| KUTIPAN TEKS |
++++++++++

Ada sejumlah sarjana dan sejarawan yang membahas tentang komunitas Hadrami Arab (baca, “Arab Hadramaut/Yaman) di Asia Tenggara ini seperti van den Berg, van der Kroef, Engseng Ho, Freitag, de Jonge, Azra, Jacobson, dan masih banyak lagi. Menurut para sejarawan ini, ada banyak motivasi kedatangan mereka disini: dari motivasi keagamaan (dakwah misalnya) sampai motivasi ekonomi. Tetapi pada umumnya motivasi terkuat mereka adalah untuk berdagang dan mencari penghidupan.
Sebab-sebab migrasi atau berkelananya bangsa Arab Yaman ke Asia Tenggara juga bervariasi, termasuk karena kekeringan dan kelaparan serta kekacauan sosial-politik yang melanda Yaman. Mereka berdagang dan mencari penghidupan di Asia Tenggara yang sebagian dikirim ke anggota keluarga di Yaman dengan cara dititipkan ke teman.
Seperti saya katakan sebelumnya, tidak semua kaum migran Arab di Nusantara berasal dari keluarga agamis, apalagi dari “keluarga sadah” atau “keturunan” keluarga Nabi Muhammad. Bahkan yang berasal dari “keluarga sadah” ini tergolong sedikit. Kebanyakan justru dari masyarakat non-sadah maupun awam (seperti kelompok Irshadi, qaba’il, maupun du’afa).

++++++++++

| BARIS |

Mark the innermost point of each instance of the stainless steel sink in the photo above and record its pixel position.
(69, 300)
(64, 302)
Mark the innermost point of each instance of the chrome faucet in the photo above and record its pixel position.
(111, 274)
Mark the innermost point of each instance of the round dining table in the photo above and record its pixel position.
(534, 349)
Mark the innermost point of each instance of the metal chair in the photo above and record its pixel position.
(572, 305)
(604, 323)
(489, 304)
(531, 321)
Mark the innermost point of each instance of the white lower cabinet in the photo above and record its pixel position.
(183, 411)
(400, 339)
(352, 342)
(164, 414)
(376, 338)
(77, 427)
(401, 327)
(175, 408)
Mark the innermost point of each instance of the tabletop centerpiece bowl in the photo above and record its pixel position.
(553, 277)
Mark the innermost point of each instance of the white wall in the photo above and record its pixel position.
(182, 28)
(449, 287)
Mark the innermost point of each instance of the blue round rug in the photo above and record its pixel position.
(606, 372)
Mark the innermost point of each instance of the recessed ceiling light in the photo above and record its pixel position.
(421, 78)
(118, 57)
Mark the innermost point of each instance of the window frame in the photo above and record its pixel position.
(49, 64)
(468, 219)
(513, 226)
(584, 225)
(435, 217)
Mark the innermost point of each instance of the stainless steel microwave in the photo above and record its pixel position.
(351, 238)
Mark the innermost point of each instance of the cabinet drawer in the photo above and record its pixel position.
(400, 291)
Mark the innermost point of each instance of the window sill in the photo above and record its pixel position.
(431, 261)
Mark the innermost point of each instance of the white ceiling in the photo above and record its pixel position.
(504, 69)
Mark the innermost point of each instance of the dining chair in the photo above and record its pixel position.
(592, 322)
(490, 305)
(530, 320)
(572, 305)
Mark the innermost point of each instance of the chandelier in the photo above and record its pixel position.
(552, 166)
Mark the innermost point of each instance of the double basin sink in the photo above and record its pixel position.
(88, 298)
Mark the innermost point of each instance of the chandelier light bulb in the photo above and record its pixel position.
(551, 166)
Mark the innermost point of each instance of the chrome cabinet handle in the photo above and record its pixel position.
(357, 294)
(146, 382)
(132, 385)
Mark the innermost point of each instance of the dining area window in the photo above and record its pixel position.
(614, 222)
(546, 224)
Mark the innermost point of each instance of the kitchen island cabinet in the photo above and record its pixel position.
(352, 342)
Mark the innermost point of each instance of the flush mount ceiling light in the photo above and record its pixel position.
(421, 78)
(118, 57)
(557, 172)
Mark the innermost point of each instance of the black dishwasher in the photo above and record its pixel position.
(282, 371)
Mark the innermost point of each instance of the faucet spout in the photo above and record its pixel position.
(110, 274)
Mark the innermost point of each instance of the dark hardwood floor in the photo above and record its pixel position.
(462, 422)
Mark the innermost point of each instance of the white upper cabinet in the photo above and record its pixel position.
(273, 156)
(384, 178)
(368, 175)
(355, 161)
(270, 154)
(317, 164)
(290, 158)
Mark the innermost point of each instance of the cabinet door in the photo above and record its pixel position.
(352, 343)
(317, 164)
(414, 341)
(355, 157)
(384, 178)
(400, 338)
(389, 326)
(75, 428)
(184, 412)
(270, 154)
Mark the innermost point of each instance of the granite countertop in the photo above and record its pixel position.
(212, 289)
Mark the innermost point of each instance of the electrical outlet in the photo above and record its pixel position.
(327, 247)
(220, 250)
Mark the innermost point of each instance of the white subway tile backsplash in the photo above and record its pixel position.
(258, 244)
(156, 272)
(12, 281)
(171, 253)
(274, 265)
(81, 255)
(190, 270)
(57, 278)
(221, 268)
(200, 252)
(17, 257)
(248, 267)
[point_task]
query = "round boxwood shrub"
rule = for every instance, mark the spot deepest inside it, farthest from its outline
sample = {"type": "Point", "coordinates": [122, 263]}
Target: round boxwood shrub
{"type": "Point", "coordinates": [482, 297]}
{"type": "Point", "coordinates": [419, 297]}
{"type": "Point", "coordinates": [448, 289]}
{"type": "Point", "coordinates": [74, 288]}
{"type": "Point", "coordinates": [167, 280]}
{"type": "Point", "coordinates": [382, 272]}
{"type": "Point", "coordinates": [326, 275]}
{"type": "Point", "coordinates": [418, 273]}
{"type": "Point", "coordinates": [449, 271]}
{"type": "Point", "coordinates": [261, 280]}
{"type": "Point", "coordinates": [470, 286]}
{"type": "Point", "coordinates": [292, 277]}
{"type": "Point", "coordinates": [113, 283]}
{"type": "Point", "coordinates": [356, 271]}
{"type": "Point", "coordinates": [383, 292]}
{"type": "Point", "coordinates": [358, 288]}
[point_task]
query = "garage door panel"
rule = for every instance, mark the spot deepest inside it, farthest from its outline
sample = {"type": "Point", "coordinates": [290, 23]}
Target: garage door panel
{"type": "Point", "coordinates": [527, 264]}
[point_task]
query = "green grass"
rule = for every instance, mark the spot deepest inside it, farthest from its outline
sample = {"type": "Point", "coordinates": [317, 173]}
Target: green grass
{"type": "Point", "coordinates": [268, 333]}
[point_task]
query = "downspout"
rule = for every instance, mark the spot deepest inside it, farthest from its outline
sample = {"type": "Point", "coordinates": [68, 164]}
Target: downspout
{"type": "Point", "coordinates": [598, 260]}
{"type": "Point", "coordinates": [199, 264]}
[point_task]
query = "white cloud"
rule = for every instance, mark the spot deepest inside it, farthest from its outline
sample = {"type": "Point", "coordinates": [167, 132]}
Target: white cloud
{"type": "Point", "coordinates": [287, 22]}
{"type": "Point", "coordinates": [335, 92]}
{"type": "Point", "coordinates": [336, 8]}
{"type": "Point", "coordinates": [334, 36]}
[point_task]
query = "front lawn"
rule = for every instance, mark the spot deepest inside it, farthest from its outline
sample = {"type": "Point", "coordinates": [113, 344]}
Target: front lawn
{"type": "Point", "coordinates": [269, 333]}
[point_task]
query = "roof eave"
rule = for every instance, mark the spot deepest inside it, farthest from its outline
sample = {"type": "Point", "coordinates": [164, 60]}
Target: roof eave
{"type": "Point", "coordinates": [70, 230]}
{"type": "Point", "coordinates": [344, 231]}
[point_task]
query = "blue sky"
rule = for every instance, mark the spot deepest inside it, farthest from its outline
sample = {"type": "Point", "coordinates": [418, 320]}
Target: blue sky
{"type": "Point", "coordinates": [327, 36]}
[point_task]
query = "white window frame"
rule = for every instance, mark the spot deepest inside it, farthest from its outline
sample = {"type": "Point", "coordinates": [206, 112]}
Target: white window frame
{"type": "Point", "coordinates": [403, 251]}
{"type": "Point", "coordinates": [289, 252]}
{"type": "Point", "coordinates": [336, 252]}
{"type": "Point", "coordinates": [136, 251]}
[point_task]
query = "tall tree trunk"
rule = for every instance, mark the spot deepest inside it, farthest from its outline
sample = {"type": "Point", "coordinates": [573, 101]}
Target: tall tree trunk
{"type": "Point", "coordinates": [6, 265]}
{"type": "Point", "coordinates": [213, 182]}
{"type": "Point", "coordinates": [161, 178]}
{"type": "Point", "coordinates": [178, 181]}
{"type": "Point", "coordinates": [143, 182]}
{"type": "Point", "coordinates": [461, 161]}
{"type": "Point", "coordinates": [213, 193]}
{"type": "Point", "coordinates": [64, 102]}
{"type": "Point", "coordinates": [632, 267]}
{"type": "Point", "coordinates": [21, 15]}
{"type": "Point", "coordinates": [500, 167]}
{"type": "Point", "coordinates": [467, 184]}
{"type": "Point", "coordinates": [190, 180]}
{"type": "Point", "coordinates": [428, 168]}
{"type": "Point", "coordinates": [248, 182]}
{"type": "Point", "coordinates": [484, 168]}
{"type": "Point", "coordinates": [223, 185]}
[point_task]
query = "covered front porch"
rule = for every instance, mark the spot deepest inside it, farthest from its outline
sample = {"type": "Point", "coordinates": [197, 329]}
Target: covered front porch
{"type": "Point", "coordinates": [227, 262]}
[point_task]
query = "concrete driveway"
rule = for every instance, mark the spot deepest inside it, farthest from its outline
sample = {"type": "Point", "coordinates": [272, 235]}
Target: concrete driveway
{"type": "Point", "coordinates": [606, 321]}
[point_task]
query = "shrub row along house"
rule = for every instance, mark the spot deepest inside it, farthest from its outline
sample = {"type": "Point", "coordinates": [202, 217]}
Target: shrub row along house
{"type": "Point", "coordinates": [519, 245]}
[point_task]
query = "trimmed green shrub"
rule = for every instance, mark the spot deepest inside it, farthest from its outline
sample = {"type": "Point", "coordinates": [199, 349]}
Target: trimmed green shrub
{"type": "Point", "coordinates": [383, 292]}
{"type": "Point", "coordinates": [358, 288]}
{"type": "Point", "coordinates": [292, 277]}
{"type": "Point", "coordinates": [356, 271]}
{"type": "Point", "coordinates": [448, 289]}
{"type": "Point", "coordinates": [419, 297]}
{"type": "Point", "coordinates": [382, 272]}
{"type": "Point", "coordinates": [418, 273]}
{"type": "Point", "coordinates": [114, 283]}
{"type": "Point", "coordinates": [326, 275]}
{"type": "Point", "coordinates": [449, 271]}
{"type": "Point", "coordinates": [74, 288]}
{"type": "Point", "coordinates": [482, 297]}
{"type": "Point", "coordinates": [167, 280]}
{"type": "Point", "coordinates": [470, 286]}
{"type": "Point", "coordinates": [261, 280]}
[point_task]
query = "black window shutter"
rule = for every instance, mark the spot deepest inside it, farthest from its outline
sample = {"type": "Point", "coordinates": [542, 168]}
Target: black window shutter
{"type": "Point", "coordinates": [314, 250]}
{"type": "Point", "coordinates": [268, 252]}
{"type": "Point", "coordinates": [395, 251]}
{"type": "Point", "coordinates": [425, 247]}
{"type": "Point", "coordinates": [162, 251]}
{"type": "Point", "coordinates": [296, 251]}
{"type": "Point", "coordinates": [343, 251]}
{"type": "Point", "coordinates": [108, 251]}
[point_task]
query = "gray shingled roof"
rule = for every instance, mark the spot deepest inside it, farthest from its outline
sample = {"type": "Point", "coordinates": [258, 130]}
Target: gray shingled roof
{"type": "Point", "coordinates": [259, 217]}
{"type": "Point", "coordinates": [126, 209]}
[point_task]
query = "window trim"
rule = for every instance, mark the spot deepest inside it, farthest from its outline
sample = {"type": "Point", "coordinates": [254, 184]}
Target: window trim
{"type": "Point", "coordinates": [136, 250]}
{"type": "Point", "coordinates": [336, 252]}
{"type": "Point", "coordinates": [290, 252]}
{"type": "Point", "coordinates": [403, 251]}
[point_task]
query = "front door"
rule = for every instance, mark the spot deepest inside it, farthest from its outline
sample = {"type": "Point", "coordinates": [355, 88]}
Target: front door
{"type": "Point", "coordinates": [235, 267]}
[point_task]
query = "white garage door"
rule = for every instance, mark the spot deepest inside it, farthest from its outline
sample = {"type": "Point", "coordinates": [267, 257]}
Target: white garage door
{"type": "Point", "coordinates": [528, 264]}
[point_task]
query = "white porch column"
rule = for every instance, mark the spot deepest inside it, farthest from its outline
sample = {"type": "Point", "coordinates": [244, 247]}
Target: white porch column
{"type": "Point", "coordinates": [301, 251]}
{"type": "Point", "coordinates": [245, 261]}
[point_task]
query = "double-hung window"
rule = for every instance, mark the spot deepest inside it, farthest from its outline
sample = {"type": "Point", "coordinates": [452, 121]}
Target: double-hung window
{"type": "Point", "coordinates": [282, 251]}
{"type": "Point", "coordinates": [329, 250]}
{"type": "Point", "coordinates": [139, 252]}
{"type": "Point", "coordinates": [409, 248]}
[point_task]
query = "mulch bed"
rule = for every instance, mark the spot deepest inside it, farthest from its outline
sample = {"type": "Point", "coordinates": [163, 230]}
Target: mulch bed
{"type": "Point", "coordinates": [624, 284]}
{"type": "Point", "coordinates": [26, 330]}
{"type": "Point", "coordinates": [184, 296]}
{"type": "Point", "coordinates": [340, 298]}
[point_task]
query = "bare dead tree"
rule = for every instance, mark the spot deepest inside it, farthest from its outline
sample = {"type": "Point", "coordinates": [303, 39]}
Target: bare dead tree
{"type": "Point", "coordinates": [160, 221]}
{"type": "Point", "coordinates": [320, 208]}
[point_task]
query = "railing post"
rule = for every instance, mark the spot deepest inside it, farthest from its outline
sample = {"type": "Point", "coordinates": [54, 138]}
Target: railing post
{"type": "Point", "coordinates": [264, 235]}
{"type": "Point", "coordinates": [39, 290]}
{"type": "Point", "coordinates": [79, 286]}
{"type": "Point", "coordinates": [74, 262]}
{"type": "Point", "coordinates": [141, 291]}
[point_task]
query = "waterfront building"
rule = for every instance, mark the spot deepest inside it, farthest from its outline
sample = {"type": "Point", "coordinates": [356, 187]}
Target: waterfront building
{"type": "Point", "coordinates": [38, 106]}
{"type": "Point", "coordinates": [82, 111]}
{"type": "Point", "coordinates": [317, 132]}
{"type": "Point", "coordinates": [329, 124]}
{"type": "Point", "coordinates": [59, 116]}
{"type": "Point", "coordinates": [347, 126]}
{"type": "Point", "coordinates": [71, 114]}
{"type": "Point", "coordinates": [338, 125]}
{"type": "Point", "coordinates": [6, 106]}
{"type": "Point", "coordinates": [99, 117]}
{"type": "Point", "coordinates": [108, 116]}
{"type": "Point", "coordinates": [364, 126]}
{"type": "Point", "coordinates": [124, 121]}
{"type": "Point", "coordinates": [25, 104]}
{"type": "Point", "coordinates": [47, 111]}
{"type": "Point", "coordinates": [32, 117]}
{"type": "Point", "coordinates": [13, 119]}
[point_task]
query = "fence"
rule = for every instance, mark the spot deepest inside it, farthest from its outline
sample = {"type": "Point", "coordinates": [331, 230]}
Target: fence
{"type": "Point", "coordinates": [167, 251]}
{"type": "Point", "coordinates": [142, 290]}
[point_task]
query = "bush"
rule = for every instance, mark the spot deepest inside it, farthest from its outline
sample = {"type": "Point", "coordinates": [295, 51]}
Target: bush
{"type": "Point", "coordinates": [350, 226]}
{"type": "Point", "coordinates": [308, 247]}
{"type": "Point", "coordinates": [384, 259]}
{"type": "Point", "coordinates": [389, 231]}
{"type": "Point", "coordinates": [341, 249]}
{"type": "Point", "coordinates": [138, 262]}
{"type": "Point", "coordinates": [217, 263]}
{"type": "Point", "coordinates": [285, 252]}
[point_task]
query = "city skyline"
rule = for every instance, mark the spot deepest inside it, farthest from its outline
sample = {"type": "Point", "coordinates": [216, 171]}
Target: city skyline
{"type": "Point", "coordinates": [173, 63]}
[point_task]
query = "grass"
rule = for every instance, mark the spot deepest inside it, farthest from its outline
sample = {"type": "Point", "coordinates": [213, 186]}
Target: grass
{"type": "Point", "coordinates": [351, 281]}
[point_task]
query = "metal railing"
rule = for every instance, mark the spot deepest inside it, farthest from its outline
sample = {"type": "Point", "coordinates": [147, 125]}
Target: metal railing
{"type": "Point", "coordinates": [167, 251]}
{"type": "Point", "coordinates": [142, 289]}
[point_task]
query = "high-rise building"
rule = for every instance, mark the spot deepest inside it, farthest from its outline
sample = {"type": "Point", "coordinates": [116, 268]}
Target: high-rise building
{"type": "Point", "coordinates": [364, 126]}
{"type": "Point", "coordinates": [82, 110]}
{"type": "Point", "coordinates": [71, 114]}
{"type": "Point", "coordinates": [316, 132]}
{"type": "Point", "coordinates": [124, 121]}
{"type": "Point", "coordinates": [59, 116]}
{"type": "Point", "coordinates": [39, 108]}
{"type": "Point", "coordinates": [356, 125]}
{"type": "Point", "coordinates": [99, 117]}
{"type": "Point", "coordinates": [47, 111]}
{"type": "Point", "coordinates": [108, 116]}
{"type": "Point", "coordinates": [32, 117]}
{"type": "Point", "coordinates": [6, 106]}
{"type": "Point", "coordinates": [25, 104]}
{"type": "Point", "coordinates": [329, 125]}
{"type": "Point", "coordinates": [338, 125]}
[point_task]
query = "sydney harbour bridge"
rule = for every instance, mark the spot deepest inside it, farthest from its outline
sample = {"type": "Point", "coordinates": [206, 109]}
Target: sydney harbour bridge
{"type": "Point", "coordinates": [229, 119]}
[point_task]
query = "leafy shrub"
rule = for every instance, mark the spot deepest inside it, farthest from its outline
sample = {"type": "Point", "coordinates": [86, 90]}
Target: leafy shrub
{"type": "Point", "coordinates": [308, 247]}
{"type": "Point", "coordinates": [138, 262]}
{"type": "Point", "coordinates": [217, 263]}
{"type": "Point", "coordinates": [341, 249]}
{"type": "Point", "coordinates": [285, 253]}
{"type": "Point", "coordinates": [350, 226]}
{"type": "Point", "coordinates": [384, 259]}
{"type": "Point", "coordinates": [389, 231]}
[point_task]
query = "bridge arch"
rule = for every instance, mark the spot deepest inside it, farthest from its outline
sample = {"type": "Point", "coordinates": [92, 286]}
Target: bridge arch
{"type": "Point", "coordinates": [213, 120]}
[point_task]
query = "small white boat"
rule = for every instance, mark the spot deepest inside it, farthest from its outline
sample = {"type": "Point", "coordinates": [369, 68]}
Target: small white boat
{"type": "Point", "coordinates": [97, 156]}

++++++++++

| TUGAS 1 |
Tulis ulang paragraf yang diawali "Sebab-sebab migrasi atau berkelananya" dari teks tentang komunitas Arab Hadrami dalam bentuk daftar singkat tanpa menghilangkan fakta utamanya.
| TUGAS 2 |
Teruskan teks tentang komunitas Arab Hadrami mulai sesudah kalimat terakhirnya.

| JAWABAN LATIHAN 1 |
- Sebab migrasi bangsa Arab Yaman ke Asia Tenggara beragam, antara lain kekeringan, kelaparan, dan kekacauan sosial-politik di Yaman.
- Di Asia Tenggara mereka berdagang dan mencari penghidupan.
- Sebagian penghasilan dikirim ke keluarga di Yaman dengan dititipkan ke teman.

| JAWABAN LATIHAN 2 |
Lucunya, dari dulu, masyarakat Nusantara, khususnya kaum Muslim, menganggap semua orang Arab ini adalah para ahli agama sehingga diserahi tugas untuk mengurus masjid, membaca Al-Qur’an, dan hal-ikhwal ritual keislaman. Padahal, tidak semua dari mereka ini berasal dari keluarga terdidik dan relijius. Banyak sekali dari mereka yang berasal dari keluarga awam dan tak terdidik yang minim wawasan keagamaan. Banyak juga dari mereka yang berlatar pedagang, pekerja kasar, maupun bekas budak.
Dulu, kebanyakan dari kaum migran Arab ini adalah laki-laki sehingga banyak dari mereka yang melakukan kawin-mawin dengan perempuan lokal di Nusantara. Hasil dari “perkawinan silang” ini disebut “Arab peranakan” atau populer dengan sebutan “muwallad”. Ini seperti kelompok Mestizos di Amerika Latin atau Filpina, yakni warga keturunan hasil perkawinan silang Eropa/Amerika dengan perempuan setempat. Warga Arab yang tidak memiliki “darah campuran” (mixed blood) disebut “wulayati”.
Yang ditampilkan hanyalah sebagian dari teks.